Entries
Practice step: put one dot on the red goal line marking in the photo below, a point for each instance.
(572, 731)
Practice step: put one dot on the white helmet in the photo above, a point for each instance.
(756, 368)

...

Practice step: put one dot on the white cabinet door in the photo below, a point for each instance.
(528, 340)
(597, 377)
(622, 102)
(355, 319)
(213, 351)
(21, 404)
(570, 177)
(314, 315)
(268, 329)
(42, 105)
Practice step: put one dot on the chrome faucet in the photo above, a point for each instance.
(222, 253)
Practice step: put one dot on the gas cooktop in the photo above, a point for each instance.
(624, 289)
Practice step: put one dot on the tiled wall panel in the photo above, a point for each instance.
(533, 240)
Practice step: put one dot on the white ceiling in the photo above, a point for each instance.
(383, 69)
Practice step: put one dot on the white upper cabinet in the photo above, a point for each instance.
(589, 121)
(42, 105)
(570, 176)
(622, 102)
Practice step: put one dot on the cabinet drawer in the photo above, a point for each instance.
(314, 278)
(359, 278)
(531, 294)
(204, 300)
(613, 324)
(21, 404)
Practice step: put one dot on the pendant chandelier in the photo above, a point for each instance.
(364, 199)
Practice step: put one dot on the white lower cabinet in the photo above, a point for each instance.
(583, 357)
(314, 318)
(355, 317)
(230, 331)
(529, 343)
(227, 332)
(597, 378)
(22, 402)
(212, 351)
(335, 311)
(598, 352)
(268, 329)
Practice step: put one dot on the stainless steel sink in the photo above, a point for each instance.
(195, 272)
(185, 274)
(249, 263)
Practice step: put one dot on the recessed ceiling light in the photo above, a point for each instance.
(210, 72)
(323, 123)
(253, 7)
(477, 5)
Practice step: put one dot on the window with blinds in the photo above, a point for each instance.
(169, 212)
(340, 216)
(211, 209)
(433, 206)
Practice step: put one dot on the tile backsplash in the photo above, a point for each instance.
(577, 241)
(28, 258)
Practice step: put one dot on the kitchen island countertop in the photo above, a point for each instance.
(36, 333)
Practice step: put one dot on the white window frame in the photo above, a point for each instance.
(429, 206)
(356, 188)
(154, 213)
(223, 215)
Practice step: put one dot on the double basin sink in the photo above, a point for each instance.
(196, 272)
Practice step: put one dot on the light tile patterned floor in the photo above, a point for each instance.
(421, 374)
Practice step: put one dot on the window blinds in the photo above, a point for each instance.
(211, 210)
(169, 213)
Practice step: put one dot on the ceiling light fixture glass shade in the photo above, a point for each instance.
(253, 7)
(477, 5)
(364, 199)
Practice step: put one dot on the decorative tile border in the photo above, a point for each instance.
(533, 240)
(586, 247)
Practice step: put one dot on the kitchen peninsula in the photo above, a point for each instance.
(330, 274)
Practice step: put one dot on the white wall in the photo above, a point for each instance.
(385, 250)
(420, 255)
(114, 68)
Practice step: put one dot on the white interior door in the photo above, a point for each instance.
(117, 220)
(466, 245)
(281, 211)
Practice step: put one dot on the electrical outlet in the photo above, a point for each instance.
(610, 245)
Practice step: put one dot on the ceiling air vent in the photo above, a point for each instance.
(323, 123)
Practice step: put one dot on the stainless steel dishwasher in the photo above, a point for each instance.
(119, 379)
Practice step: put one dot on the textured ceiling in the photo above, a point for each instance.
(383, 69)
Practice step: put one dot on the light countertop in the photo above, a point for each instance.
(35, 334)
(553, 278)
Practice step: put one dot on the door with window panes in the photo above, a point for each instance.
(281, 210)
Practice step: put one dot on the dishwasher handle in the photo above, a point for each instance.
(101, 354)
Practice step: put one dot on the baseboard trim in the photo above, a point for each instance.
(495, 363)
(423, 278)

Work to be completed
Show each line of the material above that contains the word "ceiling".

Full output
Practice step: put one dot on the white ceiling in the photo above, a point for each instance.
Practice step: put one dot on the recessed ceiling light in the photo above, a point for each instance.
Practice step: put one dot on the ceiling light fixture glass shade in the photo above, a point for each instance.
Practice step: put one dot on the ceiling air vent in the photo above, a point for each instance.
Practice step: put one dot on the textured ceiling in the photo above, a point for each instance.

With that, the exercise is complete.